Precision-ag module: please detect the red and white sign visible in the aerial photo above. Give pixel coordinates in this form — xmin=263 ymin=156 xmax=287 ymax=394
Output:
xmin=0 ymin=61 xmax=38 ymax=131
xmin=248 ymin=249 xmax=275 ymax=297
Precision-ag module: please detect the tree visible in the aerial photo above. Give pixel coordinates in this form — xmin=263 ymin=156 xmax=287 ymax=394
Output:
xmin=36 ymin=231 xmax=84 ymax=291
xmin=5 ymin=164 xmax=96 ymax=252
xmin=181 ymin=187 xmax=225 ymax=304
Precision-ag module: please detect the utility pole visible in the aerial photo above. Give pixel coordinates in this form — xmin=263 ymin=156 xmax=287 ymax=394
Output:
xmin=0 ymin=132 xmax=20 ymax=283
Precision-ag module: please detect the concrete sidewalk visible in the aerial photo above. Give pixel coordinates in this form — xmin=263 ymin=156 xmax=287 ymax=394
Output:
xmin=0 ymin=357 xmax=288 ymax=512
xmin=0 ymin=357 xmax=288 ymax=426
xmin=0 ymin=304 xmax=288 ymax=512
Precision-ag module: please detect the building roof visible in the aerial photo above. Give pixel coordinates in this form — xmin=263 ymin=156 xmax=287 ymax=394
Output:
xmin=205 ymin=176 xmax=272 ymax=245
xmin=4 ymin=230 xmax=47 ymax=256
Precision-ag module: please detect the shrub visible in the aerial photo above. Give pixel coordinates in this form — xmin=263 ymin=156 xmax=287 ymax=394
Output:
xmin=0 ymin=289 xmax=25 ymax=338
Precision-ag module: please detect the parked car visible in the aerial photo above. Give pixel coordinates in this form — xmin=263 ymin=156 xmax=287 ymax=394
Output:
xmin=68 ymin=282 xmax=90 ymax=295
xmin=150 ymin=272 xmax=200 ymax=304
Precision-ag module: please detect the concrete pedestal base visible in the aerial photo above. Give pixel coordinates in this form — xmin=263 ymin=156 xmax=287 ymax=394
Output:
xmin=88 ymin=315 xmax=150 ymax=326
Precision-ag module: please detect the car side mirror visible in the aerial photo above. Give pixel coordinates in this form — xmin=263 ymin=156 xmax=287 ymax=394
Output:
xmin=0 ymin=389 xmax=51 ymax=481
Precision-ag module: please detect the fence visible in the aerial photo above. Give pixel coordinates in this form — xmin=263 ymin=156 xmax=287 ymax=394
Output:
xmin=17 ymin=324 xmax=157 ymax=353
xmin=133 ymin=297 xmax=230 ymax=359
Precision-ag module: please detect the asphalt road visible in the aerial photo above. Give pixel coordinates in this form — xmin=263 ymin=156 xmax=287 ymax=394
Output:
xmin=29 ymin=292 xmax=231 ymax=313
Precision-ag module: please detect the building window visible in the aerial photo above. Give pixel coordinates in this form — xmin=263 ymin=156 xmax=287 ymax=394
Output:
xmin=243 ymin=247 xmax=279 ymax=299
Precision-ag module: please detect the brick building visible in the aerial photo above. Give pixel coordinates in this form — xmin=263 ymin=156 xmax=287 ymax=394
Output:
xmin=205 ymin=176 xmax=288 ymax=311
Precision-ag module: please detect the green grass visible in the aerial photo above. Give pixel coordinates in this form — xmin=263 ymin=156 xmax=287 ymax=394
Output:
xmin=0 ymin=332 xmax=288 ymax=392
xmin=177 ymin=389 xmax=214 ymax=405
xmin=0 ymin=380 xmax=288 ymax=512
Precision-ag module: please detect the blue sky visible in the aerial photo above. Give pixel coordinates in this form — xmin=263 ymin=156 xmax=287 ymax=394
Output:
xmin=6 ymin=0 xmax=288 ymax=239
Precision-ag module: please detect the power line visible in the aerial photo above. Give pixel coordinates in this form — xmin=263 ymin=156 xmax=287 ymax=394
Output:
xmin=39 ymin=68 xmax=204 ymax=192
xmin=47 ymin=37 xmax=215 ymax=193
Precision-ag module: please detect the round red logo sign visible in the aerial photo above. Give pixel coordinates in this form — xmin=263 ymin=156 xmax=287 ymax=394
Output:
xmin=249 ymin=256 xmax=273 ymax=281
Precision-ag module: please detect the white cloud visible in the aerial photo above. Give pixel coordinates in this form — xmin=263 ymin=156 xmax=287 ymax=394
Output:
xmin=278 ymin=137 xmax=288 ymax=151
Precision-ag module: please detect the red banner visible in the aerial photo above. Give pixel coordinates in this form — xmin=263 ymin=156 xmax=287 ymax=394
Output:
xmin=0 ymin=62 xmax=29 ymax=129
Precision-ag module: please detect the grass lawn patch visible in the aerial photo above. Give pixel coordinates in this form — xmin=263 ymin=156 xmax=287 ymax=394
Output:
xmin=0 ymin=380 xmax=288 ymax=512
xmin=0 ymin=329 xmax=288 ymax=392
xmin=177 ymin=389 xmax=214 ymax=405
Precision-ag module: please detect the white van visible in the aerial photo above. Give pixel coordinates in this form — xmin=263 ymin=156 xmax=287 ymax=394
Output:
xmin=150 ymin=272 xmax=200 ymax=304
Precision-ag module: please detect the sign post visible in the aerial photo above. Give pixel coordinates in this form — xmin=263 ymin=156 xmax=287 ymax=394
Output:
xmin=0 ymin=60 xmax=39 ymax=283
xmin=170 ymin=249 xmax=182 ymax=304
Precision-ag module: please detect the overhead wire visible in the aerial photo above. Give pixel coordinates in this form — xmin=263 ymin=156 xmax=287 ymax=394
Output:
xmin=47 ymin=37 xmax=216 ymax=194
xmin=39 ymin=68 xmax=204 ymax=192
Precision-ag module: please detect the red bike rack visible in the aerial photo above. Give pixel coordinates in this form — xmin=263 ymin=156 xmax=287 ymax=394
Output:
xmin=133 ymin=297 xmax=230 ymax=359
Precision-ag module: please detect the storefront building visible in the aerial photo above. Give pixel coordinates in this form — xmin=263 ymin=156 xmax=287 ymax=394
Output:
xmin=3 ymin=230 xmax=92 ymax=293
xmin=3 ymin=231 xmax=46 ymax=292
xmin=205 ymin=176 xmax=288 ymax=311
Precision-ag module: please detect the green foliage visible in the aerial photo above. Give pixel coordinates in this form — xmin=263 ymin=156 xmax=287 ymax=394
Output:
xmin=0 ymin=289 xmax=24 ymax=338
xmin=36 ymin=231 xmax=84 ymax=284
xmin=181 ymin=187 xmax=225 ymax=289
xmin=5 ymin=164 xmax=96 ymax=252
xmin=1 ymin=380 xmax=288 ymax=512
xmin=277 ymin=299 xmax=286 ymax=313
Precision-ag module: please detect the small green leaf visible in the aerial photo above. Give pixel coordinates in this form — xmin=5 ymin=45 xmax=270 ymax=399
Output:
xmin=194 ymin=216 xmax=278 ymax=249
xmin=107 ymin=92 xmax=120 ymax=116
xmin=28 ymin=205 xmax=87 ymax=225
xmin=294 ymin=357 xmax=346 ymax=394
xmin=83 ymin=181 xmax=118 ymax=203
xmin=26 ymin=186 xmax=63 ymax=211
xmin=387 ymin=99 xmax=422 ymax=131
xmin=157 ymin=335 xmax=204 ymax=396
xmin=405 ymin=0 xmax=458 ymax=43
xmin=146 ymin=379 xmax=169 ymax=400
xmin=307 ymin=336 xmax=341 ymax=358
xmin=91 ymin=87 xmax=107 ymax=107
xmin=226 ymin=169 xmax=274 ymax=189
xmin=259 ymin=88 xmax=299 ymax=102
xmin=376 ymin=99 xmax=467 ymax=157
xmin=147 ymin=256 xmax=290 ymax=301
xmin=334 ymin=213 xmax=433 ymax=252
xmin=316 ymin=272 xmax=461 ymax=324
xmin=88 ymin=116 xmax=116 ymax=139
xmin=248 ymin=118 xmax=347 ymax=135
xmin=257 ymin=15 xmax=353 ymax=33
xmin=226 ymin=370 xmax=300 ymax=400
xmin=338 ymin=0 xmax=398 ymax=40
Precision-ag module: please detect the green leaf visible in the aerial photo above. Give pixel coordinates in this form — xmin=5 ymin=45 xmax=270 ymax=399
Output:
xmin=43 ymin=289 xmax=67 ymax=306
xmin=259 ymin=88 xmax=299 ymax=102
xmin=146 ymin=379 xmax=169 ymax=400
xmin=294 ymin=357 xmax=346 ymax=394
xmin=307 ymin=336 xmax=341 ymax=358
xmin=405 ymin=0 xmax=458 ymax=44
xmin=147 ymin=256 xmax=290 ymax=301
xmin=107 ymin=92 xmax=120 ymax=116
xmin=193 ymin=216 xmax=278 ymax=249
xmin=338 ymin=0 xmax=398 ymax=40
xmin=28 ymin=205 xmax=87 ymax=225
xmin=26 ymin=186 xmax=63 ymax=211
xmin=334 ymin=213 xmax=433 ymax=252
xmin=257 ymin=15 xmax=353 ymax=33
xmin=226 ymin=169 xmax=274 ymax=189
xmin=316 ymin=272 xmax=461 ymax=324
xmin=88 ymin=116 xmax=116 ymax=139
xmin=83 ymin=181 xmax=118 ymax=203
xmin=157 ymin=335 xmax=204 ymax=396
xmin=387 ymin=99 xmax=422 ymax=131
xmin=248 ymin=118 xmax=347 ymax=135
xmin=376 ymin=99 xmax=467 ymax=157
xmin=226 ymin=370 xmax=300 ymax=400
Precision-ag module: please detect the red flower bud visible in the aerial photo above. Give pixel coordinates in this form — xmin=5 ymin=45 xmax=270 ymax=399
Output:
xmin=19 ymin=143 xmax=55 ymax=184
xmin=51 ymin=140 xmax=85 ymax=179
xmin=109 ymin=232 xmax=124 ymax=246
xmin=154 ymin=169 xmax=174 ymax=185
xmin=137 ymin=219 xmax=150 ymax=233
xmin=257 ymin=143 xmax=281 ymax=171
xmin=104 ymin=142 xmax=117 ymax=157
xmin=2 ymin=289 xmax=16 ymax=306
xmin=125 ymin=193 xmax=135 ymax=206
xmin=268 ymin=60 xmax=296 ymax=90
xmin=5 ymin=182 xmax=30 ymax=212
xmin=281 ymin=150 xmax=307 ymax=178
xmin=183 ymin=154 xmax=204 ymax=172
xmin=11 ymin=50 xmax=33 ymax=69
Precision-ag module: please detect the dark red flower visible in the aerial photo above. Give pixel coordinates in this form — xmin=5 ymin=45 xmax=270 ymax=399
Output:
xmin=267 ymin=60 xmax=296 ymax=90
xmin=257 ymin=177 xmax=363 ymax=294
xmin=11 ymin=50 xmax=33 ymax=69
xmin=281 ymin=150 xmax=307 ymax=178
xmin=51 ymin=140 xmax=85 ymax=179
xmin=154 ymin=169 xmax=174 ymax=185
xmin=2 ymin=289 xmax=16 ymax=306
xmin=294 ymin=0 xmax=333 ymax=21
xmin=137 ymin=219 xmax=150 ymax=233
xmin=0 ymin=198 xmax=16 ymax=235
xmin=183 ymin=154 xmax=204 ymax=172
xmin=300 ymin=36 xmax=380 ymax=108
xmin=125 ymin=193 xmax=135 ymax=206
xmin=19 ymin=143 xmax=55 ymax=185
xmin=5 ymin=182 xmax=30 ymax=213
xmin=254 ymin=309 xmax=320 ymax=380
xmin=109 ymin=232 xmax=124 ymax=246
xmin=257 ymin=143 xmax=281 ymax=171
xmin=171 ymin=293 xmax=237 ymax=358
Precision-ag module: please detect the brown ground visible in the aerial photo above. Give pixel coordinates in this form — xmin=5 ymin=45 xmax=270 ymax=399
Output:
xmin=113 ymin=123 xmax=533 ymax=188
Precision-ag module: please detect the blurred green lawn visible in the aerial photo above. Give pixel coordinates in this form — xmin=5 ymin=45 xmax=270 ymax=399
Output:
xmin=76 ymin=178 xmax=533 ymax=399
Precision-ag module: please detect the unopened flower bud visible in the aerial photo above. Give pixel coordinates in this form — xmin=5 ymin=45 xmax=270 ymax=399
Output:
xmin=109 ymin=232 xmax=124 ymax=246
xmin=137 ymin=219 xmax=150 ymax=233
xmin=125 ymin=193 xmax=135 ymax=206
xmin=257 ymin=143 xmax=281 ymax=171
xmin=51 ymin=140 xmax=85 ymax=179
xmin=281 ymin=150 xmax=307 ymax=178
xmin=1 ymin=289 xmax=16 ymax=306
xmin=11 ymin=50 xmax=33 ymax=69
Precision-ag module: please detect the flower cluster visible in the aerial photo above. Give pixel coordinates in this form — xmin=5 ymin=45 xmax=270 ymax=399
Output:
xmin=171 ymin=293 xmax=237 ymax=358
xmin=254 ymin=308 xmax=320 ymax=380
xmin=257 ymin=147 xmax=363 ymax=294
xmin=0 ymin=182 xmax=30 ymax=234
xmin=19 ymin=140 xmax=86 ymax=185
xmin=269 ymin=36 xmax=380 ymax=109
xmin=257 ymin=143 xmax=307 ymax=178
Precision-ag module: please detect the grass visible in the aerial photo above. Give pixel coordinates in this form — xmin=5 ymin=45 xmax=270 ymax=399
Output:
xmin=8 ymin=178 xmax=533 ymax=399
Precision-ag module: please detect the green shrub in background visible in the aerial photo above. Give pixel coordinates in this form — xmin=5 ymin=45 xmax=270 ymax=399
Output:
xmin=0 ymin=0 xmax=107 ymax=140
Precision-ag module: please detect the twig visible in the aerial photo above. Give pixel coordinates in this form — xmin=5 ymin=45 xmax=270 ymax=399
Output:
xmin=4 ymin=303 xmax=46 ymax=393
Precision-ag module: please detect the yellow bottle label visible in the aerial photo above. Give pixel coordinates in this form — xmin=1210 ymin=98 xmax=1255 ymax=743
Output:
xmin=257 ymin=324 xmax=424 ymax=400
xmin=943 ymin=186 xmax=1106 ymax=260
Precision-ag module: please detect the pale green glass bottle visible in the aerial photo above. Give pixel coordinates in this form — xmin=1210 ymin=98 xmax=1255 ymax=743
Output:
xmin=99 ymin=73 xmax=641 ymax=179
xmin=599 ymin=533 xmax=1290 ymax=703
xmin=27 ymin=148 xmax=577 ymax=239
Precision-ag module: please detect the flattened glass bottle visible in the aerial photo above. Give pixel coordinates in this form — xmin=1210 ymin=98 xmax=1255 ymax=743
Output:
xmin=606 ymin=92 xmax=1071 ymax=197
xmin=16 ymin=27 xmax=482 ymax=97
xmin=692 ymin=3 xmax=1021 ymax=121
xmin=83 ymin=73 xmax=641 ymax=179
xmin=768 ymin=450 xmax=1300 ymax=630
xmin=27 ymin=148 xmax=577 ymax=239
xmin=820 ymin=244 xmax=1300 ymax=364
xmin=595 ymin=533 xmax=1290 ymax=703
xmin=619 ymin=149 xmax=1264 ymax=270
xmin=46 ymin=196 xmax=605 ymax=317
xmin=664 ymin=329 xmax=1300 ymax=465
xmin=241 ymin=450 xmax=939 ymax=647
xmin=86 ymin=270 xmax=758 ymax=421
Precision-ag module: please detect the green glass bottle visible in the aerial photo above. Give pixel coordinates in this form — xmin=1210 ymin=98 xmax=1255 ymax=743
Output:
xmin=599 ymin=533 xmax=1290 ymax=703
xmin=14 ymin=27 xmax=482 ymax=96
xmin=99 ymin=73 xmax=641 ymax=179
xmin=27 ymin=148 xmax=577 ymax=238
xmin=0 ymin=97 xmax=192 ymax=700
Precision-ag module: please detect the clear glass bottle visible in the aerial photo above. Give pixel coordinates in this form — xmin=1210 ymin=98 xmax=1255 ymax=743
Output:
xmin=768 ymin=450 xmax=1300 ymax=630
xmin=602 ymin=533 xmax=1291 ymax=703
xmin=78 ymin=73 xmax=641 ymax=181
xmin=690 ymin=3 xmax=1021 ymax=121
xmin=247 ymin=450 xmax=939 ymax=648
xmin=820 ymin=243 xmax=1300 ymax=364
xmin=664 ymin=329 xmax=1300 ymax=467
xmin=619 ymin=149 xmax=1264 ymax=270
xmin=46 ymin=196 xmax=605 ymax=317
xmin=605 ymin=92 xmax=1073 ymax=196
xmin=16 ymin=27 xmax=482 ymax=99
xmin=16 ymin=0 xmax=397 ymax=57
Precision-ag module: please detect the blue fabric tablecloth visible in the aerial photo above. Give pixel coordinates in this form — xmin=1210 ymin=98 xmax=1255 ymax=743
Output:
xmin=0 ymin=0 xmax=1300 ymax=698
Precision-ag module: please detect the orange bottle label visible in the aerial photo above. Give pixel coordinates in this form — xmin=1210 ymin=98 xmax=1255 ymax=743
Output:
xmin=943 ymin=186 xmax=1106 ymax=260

**REQUIREMENT:** Reproduce only the rows from the first line above through the line holding "xmin=181 ymin=187 xmax=225 ymax=304", inclusive, with the requests kept unchanged (their sample coordinates too). Scale every bounding-box coordinate in the answers by 0.3 and round each result to a whole number, with halves rounded up.

**FINAL RESULT:**
Precision-ag module: please detect the red and white sign visible in the aerial photo above. Give pixel coordinates in this form — xmin=263 ymin=156 xmax=287 ymax=394
Output:
xmin=0 ymin=18 xmax=11 ymax=39
xmin=74 ymin=75 xmax=83 ymax=89
Precision-ag module: please detect the tree visible in the aerial photo above. Give pixel coordinates in this form — xmin=263 ymin=156 xmax=287 ymax=394
Output:
xmin=11 ymin=69 xmax=25 ymax=87
xmin=2 ymin=49 xmax=29 ymax=76
xmin=54 ymin=56 xmax=68 ymax=91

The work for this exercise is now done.